Stored items from a collection:
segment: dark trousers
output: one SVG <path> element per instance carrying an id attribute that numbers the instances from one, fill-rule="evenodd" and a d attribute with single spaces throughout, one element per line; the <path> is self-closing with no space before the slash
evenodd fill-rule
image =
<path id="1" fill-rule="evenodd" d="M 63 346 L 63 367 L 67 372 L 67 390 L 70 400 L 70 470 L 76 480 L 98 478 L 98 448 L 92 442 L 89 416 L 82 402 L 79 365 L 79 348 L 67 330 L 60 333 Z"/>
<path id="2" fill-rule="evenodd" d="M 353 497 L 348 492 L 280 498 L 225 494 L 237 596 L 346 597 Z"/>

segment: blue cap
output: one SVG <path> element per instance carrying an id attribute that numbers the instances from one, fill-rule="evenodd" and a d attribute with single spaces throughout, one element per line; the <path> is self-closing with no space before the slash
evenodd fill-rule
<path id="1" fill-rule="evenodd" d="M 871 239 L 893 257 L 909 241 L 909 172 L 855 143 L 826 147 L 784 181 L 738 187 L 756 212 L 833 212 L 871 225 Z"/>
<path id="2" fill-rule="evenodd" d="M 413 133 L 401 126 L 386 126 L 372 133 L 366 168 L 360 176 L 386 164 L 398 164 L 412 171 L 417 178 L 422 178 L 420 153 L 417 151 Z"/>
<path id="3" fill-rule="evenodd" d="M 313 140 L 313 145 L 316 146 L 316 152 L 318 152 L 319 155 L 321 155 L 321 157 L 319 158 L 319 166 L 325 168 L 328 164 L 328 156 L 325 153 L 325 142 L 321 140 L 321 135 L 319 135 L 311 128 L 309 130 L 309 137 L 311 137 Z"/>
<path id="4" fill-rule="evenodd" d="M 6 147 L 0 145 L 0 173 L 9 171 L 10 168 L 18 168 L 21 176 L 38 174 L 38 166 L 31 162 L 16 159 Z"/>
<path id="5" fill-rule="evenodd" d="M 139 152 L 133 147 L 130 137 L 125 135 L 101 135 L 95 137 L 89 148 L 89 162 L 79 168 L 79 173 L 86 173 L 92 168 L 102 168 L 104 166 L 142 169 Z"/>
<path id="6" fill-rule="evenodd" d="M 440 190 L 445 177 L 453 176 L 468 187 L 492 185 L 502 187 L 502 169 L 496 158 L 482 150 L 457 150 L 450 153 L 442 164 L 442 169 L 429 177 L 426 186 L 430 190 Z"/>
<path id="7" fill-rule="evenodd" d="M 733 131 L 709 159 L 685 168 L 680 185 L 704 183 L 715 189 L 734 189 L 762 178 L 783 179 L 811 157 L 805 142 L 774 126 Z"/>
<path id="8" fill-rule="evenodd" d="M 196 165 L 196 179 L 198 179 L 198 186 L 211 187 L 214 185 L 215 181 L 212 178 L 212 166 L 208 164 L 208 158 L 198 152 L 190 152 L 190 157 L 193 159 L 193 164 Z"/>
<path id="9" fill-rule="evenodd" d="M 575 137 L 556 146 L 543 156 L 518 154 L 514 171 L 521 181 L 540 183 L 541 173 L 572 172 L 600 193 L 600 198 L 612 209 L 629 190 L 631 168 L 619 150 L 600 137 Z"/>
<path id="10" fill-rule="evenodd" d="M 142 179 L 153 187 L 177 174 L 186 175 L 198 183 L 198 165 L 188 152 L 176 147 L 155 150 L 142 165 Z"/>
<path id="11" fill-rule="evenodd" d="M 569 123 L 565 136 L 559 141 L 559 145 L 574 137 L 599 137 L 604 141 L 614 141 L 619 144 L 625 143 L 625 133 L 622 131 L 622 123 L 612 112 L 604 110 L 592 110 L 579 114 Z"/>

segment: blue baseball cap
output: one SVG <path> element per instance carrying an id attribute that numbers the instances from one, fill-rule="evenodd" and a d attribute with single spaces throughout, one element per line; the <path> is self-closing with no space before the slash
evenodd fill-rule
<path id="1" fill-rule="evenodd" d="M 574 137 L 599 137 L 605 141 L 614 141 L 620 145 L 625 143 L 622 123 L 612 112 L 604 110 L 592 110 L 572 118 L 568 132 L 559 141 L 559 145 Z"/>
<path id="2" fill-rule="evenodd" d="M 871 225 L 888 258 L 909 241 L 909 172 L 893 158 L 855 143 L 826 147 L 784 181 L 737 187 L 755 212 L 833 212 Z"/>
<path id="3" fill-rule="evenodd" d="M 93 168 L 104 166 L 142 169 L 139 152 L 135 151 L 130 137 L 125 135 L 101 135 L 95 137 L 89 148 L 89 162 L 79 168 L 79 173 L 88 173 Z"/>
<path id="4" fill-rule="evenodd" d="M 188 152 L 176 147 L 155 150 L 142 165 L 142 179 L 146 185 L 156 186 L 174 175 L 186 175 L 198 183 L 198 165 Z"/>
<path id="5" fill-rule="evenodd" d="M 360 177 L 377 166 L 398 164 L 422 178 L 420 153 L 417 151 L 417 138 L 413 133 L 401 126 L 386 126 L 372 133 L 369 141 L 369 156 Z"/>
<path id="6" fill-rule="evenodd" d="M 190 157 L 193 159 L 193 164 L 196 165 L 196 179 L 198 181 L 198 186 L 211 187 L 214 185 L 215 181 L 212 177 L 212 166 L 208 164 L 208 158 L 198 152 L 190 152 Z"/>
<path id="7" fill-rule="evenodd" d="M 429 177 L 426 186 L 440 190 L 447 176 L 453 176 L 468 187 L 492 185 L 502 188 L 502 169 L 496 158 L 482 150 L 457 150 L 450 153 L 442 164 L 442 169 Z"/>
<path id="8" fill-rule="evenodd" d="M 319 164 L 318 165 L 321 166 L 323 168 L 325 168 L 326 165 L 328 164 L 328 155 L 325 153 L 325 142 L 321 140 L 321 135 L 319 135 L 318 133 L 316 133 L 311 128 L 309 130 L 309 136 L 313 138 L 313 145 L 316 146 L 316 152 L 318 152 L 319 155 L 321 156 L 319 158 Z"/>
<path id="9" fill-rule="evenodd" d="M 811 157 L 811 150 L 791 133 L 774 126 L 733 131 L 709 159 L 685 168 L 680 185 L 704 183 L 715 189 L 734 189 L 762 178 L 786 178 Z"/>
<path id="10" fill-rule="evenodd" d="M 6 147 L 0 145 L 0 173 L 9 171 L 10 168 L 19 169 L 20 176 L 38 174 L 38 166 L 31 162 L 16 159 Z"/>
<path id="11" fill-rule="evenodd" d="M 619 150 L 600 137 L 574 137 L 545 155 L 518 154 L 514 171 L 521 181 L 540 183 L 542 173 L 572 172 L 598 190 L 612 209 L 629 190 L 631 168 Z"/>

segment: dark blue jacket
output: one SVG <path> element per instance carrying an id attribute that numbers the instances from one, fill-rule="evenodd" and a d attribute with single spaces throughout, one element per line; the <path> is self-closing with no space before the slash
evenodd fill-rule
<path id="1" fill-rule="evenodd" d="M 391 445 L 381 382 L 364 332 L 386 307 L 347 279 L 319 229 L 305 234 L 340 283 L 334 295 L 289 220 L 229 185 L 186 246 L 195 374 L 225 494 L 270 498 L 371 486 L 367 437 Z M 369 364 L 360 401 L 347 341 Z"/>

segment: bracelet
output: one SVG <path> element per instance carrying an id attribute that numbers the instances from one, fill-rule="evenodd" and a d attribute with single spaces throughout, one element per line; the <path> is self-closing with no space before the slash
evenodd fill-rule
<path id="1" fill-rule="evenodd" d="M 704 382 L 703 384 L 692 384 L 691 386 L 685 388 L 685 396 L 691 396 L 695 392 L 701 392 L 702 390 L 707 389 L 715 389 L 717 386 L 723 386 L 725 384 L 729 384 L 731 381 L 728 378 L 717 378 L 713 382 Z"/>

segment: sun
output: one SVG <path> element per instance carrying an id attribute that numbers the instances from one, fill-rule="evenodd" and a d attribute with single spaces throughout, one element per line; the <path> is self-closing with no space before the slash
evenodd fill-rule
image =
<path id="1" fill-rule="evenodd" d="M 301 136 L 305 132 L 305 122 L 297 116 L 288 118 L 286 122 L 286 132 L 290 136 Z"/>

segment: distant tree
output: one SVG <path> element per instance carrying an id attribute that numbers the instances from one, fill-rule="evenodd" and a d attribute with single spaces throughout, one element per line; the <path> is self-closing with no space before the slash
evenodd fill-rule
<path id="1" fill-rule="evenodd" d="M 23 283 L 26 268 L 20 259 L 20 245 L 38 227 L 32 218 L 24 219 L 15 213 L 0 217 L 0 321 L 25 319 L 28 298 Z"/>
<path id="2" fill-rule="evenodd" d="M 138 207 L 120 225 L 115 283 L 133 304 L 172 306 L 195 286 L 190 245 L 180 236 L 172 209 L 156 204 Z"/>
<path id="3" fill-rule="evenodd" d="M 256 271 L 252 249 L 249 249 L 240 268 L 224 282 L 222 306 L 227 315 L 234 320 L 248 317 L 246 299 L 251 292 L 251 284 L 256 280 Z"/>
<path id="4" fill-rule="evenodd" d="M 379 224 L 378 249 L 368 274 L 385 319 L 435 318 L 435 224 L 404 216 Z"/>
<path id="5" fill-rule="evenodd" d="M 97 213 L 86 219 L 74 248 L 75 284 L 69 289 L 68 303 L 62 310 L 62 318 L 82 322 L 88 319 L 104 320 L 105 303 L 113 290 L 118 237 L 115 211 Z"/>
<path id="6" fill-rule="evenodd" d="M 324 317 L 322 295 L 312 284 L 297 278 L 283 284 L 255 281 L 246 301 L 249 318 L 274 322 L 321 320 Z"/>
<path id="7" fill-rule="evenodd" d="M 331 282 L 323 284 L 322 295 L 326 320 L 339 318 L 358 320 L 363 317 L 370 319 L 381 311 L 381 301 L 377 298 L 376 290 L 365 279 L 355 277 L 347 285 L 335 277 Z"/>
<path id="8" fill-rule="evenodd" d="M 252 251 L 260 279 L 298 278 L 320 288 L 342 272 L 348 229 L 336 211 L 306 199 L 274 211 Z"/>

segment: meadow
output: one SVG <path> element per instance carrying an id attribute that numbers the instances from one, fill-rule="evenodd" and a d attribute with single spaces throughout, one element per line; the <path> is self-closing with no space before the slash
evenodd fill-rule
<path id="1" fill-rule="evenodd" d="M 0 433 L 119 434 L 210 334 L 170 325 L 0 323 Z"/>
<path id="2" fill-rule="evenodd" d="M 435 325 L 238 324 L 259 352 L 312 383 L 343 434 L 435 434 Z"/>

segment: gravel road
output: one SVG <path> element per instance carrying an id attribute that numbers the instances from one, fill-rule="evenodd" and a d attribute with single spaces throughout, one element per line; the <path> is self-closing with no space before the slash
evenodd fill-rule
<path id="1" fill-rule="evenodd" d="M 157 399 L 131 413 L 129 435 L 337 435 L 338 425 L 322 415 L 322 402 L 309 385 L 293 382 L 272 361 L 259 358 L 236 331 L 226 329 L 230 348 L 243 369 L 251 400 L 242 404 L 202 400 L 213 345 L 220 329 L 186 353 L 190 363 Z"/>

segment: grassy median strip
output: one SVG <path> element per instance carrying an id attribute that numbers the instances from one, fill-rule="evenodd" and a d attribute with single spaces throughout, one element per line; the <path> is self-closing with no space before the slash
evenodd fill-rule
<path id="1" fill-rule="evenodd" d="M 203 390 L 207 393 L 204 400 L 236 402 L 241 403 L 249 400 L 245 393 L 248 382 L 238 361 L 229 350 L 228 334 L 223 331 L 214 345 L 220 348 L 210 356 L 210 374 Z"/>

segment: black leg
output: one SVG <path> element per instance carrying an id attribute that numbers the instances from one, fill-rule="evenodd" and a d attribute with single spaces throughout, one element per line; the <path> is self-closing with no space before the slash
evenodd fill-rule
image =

AIM OF THE TASK: Swap "jacket" for "coat" in the part of the listing that opens with the line containing "segment: dark blue jacket" and closes with the line containing "391 445 L 381", and reproduce those lines with nothing else changed.

FINAL ANSWER:
segment: dark blue coat
output: one SVG <path> element per instance carrying an id attribute that numbers the instances from one, fill-rule="evenodd" and a d attribute with single spaces throughout, one element per line; the <path> is self-closing with no space before the slash
evenodd fill-rule
<path id="1" fill-rule="evenodd" d="M 391 445 L 381 382 L 364 332 L 386 307 L 347 279 L 319 229 L 305 234 L 340 283 L 334 295 L 289 220 L 229 185 L 186 246 L 195 374 L 225 494 L 270 498 L 371 486 L 367 437 Z M 369 364 L 360 401 L 347 341 Z"/>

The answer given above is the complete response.